Some records

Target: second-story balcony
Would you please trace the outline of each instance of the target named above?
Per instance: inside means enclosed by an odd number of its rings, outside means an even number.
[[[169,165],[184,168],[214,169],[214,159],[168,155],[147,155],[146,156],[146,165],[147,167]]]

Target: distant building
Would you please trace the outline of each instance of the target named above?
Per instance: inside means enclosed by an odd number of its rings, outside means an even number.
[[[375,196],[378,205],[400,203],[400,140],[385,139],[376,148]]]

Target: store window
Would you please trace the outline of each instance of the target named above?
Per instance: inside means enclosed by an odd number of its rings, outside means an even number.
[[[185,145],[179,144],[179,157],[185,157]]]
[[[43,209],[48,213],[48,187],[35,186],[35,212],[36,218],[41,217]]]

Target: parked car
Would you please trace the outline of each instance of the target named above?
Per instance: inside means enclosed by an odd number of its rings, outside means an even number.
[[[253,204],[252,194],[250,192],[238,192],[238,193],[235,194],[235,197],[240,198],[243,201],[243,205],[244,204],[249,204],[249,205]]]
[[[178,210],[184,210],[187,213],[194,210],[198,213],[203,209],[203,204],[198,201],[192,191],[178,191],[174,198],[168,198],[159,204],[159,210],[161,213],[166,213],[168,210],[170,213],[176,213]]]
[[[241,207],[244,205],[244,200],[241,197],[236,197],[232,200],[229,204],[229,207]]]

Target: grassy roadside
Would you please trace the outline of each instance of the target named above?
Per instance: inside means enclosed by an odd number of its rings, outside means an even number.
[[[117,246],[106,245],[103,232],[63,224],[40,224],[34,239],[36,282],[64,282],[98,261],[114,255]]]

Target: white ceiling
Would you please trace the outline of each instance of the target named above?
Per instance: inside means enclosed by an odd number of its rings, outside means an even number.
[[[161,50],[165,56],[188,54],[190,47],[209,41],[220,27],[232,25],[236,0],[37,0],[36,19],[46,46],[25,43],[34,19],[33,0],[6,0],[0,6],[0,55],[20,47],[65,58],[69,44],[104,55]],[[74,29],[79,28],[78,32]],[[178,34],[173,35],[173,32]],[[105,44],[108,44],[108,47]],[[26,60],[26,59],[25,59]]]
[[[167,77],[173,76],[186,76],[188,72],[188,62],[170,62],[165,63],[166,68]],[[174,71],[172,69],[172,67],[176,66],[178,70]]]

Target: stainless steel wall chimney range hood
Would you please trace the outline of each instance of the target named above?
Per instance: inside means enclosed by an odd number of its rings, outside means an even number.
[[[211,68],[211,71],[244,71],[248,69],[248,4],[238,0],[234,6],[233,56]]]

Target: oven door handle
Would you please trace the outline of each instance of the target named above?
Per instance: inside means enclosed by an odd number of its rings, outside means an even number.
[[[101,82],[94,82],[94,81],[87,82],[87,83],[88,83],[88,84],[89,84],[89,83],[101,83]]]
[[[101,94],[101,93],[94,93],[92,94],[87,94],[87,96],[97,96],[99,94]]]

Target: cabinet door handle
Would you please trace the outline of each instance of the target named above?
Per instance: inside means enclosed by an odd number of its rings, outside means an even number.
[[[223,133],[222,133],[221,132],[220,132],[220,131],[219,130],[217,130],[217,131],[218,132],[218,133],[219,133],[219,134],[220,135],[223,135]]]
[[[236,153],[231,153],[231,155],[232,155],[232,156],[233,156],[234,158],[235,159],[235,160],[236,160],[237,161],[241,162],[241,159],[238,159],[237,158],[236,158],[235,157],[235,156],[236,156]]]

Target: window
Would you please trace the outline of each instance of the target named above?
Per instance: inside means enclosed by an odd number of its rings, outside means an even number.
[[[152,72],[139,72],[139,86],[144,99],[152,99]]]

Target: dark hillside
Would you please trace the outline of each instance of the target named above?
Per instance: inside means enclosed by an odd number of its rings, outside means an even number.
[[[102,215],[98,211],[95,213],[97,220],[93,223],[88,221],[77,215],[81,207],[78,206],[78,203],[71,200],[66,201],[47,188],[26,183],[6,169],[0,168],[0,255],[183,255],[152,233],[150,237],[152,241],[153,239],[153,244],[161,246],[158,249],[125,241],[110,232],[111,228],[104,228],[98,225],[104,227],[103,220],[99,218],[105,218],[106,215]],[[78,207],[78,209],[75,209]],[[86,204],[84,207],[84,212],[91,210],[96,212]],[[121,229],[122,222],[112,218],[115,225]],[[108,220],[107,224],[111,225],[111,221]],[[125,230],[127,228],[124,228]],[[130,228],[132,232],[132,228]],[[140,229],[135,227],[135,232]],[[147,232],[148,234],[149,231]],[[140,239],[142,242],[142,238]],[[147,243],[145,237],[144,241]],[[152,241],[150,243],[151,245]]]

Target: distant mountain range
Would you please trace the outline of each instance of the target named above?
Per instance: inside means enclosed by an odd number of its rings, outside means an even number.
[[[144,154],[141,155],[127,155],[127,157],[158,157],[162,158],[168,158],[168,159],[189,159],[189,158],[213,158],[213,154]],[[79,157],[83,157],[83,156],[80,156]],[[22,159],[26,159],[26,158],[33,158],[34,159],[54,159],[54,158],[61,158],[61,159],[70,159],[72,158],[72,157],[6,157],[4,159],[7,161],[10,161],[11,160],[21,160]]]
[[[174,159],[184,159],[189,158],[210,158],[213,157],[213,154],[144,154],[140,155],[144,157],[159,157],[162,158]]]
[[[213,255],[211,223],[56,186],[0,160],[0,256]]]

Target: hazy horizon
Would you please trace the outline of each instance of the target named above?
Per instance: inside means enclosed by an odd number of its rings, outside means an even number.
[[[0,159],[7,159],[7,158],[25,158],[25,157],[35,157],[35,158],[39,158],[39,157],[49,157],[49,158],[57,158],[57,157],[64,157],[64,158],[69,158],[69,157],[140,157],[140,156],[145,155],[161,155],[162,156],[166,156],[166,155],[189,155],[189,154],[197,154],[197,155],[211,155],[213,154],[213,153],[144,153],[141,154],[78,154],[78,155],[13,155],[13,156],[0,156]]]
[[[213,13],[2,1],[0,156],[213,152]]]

# EXERCISE INSTRUCTIONS
Copy these items word for word.

# CORRECT RESULT
Target: second-story balcony
Would you please trace the outline of each instance of the target named above?
Per instance: inside means enclosed by an odd number of its rings, outside means an even number.
[[[169,165],[184,168],[214,169],[214,159],[168,155],[147,155],[146,156],[146,165],[147,167]]]

Target: distant building
Would you please trace the outline of each instance of the target named above?
Per instance: inside means enclosed by an odd number of its rings, outside means an even number.
[[[375,196],[378,205],[400,203],[400,140],[385,139],[376,148]]]

Target: store window
Would you please trace the outline of each instance of the target named above?
Per instance: inside means enclosed by an odd number of its rings, outside means an even number.
[[[185,145],[179,144],[179,157],[185,157]]]
[[[43,209],[48,213],[48,187],[35,186],[35,212],[36,218],[41,217]]]

Target: parked car
Would you please trace the outline of each instance of the target named above?
Per instance: inside means enclosed by an odd number of its rings, outside means an even number.
[[[253,204],[252,194],[250,192],[238,192],[238,193],[235,194],[235,197],[240,198],[243,201],[243,205],[244,204],[249,204],[249,205]]]
[[[178,210],[184,210],[187,213],[194,210],[198,213],[203,209],[203,204],[198,201],[192,191],[178,191],[174,198],[168,198],[159,204],[159,210],[161,213],[166,213],[168,210],[170,213],[176,213]]]
[[[241,207],[244,205],[244,200],[241,197],[236,197],[232,200],[229,204],[229,207]]]

Target: grassy roadside
Would you please trace the outline of each instance of the target named above?
Per instance: inside means enclosed by an odd number of its rings, outside means an even number.
[[[117,246],[106,245],[103,232],[63,224],[40,224],[34,239],[36,282],[64,282],[98,261],[114,255]]]

Target: white ceiling
Would you please trace the outline of each instance of the target named above?
Per instance: inside means enclosed by an odd number of its rings, outside means an even number.
[[[161,50],[165,56],[188,54],[190,47],[209,41],[220,27],[232,25],[236,0],[37,0],[36,19],[46,46],[25,43],[34,19],[33,0],[6,0],[0,6],[0,55],[20,47],[65,58],[69,44],[104,55]],[[74,29],[79,28],[78,32]],[[178,34],[173,35],[173,32]],[[105,44],[108,44],[108,47]],[[26,60],[26,59],[25,59]]]
[[[167,77],[173,76],[186,76],[188,72],[188,62],[170,62],[165,63],[166,68]],[[174,71],[172,69],[172,67],[176,66],[178,70]]]

Target: stainless steel wall chimney range hood
Would you please trace the outline of each instance of the target named above?
Per instance: inside means enclosed by an odd number of its rings, outside means an even number.
[[[211,68],[211,71],[244,71],[248,69],[248,4],[238,0],[234,6],[233,56]]]

Target: oven door handle
Would you please trace the outline of each instance of the target named above?
Per instance: inside means enclosed by an odd number of its rings, outside means an even number.
[[[101,82],[94,82],[94,81],[87,82],[87,83],[88,83],[88,84],[89,84],[89,83],[101,83]]]
[[[101,94],[101,93],[94,93],[92,94],[87,94],[87,96],[97,96],[99,94]]]

Target: cabinet door handle
Would you please trace the outline of each instance of the target named above?
Per instance: inside means enclosed by an odd number of its rings, outside means an even number.
[[[223,133],[222,133],[221,132],[220,132],[220,131],[219,130],[217,130],[217,131],[218,132],[218,133],[219,133],[219,134],[220,135],[223,135]]]
[[[236,153],[231,153],[231,155],[232,155],[232,156],[233,156],[234,158],[235,159],[235,160],[236,160],[237,161],[241,162],[241,159],[238,159],[237,158],[236,158],[235,157],[235,156],[236,156]]]

Target: window
Would you please trace the outline of each instance of the target named above?
Per instance: inside means enclosed by an odd number of its rings, outside means an even number.
[[[152,72],[139,72],[139,86],[144,99],[152,99]]]

Target: dark hillside
Would you please trace the outline of each instance of the target named above?
Per instance: inside means enclosed by an odd number of its rings, outside means an even number.
[[[102,215],[98,211],[95,213],[97,220],[93,223],[88,221],[77,215],[81,207],[78,206],[78,203],[71,200],[66,201],[47,188],[26,183],[6,169],[0,168],[0,255],[183,255],[152,233],[150,237],[152,241],[153,239],[153,244],[161,246],[158,249],[125,241],[110,232],[111,228],[104,228],[98,225],[104,227],[103,220],[99,218],[105,218],[106,215]],[[78,207],[78,209],[75,209]],[[86,204],[84,207],[84,212],[91,210],[96,212]],[[121,229],[122,222],[112,218],[115,225]],[[108,220],[107,224],[111,225],[111,221]],[[125,230],[127,228],[124,228]],[[130,228],[132,232],[132,228]],[[140,229],[135,227],[135,232]],[[147,232],[148,234],[149,231]],[[140,239],[142,242],[142,238]],[[147,243],[145,237],[144,241]],[[152,241],[150,243],[151,245]]]

Target: distant mountain range
Would you please trace the outline of each instance of the target named above?
Per instance: inside means enclosed by an odd number of its rings, outside means an even number.
[[[144,154],[141,155],[127,155],[127,157],[158,157],[162,158],[168,158],[168,159],[189,159],[189,158],[213,158],[213,154]],[[79,157],[83,157],[83,156],[80,156]],[[22,159],[26,159],[26,158],[33,158],[34,159],[54,159],[54,158],[61,158],[61,159],[70,159],[72,158],[72,157],[6,157],[4,159],[7,161],[10,161],[11,160],[21,160]]]
[[[174,159],[184,159],[189,158],[210,158],[213,157],[213,154],[144,154],[140,155],[144,157],[159,157],[162,158]]]
[[[213,255],[211,223],[56,186],[0,160],[0,256]]]

Target: hazy horizon
Would you please trace the outline of each instance of the target named above?
Per instance: inside means enclosed by an odd number of its rings, outside means an even number.
[[[0,159],[7,159],[7,158],[25,158],[25,157],[35,157],[35,158],[39,158],[39,157],[49,157],[49,158],[57,158],[57,157],[64,157],[64,158],[69,158],[69,157],[140,157],[140,156],[145,155],[161,155],[162,156],[166,156],[166,155],[189,155],[189,154],[197,154],[197,155],[211,155],[213,154],[213,153],[144,153],[141,154],[78,154],[78,155],[13,155],[13,156],[0,156]]]
[[[213,13],[2,1],[0,156],[213,152]]]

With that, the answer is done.